== Document passage
Pork Belly with Apple Cider Vinegar Gravy and Roasted Apples

I can’t believe Christmas is over already! 😦 This makes me a bit sad, because it is, by far, my favourite time of the year. My favourite time from this Christmas was probably eating this pork belly. It was that good, even if I do say so myself. Pork Belly is hands down, one of my favourite foods in general. If the piece of tender meat along with the layer of juicy fat isn’t enough to whet your appetite, then the thick slab of crispy, salty crackling (that should always be there) surely must!

Served

The recipe that I used was awesome to say the least, and it will certainly be making a regular enough appearance on my kitchen table. I searched for awhile to find a recipe I was happy with, and that didn’t seem too hard, because pork belly is definitely not the easiest thing to cook. I really loved the roasted apples that went with the pork, because they were all lovely and caramelised from the butter and brown sugar I put with them in the oven, and it was a welcome change from the standard super sweet store bought apple sauce! Plus, the whole apples look much nicer on the plate, too.
====
Written task ::
Answer these questions from the pork belly post above:
1. What part of pork belly does the writer say should always be there?
2. What did the writer put in the oven with the apples to caramelize them?
3. What were the roasted apples a welcome change from?
== Records
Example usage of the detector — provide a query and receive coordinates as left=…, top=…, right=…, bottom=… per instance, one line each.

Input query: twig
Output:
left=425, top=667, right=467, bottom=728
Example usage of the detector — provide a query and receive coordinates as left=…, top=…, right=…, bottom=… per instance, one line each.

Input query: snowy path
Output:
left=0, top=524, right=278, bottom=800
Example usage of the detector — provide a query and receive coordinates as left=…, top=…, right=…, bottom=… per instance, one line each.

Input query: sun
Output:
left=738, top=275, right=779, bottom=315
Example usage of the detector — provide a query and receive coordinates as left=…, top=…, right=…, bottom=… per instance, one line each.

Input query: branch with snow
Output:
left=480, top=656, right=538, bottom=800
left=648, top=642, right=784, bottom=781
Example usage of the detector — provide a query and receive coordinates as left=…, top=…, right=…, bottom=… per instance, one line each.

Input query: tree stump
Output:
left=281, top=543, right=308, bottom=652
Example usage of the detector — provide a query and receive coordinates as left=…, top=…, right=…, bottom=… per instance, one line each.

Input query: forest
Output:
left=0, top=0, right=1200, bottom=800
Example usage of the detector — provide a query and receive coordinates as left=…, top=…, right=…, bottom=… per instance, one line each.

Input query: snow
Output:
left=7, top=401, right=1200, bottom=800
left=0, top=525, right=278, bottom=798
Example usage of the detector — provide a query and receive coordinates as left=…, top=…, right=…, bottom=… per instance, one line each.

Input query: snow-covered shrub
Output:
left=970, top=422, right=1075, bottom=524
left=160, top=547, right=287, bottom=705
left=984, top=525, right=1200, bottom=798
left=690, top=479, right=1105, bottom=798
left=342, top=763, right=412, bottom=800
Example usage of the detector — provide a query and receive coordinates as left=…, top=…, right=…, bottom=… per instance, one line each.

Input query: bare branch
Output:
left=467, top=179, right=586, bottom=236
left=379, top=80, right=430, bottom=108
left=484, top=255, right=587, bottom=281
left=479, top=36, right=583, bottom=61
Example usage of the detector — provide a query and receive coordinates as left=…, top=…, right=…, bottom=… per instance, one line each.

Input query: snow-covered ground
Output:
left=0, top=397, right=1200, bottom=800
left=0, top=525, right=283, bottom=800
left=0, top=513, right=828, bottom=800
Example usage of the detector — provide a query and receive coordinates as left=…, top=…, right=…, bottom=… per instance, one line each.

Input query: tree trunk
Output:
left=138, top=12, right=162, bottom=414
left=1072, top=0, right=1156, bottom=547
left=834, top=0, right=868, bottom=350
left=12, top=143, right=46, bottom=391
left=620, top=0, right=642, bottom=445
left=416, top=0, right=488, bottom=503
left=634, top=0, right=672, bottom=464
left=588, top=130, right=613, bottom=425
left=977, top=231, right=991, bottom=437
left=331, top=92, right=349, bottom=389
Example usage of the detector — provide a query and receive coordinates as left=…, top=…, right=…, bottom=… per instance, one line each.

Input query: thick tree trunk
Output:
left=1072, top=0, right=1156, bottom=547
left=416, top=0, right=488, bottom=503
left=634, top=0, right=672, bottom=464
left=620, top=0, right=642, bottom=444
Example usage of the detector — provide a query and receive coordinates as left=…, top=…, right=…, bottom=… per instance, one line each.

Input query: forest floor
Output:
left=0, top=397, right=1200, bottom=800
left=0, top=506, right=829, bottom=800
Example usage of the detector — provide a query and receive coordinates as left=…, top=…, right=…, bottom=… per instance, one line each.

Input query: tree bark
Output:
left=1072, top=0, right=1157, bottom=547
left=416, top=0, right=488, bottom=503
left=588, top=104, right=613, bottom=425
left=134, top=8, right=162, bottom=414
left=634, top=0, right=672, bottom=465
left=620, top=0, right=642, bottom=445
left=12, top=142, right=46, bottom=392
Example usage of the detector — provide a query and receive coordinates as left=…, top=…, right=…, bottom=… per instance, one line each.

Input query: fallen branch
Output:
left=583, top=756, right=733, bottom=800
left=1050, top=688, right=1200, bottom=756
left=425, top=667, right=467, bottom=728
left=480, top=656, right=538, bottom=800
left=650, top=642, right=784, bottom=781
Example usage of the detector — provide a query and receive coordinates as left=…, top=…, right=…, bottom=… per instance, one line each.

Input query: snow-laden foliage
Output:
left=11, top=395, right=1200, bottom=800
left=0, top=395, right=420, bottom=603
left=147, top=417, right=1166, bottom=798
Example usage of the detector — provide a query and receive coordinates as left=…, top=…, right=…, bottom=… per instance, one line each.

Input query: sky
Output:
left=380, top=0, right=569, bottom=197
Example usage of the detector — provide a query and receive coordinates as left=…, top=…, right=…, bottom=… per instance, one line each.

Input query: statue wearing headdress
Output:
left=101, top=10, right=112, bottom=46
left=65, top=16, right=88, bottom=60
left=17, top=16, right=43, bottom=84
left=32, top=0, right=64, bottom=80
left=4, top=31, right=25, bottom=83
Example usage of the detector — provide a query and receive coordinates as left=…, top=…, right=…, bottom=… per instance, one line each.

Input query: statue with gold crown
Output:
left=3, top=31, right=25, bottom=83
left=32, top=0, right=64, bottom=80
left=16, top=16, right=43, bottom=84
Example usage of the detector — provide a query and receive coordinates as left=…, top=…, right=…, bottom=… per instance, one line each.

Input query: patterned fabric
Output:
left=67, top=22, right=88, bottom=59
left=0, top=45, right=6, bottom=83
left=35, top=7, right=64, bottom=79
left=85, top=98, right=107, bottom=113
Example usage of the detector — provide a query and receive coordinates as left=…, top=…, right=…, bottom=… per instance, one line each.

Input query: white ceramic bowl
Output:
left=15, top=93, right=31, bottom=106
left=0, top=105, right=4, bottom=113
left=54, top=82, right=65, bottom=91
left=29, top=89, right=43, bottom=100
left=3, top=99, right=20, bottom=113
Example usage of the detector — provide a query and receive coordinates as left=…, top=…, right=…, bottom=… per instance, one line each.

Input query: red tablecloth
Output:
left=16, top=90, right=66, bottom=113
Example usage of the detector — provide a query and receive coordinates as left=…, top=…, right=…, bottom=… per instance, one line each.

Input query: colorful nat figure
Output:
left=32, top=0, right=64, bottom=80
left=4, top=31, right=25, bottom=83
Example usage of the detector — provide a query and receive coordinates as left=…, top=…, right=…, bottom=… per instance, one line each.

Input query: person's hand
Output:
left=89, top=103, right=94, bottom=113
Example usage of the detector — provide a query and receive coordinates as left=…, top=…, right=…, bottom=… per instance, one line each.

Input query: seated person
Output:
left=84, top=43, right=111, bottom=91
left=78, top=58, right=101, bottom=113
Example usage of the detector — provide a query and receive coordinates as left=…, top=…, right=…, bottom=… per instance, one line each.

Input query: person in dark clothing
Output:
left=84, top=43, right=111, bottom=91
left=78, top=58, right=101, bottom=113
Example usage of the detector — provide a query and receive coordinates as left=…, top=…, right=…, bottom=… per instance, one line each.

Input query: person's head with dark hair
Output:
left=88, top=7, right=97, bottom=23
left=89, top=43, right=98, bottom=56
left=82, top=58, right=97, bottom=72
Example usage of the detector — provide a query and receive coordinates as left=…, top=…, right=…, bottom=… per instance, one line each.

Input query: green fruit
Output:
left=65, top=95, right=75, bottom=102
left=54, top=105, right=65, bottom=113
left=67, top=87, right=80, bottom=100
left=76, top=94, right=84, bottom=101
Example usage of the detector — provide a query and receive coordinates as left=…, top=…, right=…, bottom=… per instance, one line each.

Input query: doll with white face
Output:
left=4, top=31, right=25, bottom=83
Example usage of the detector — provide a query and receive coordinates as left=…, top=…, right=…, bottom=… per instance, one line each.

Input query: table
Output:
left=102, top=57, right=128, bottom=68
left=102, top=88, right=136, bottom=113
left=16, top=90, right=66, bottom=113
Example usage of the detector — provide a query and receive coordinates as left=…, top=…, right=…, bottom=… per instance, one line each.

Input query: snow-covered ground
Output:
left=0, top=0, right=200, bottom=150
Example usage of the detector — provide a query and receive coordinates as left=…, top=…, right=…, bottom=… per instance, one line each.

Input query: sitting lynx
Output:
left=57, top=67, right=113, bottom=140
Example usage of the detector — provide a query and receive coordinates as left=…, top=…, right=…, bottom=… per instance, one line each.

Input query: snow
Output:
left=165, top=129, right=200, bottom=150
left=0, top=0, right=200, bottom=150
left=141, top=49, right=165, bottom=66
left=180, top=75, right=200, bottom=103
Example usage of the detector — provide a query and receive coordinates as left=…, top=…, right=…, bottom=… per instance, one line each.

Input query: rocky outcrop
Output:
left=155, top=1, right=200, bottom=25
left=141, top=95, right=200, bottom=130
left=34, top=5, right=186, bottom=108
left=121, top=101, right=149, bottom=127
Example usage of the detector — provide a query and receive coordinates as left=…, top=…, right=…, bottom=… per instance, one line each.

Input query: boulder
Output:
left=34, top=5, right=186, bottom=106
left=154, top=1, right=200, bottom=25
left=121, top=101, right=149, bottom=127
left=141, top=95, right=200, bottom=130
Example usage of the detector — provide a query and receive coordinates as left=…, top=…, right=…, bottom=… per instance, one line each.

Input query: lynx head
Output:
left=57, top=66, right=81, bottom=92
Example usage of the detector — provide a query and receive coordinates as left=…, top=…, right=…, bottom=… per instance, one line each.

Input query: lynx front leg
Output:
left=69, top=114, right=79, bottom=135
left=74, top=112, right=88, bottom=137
====
Answer for this exercise ::
1. The thick slab of crispy, salty crackling.
2. Butter and brown sugar.
3. The standard super sweet store-bought apple sauce.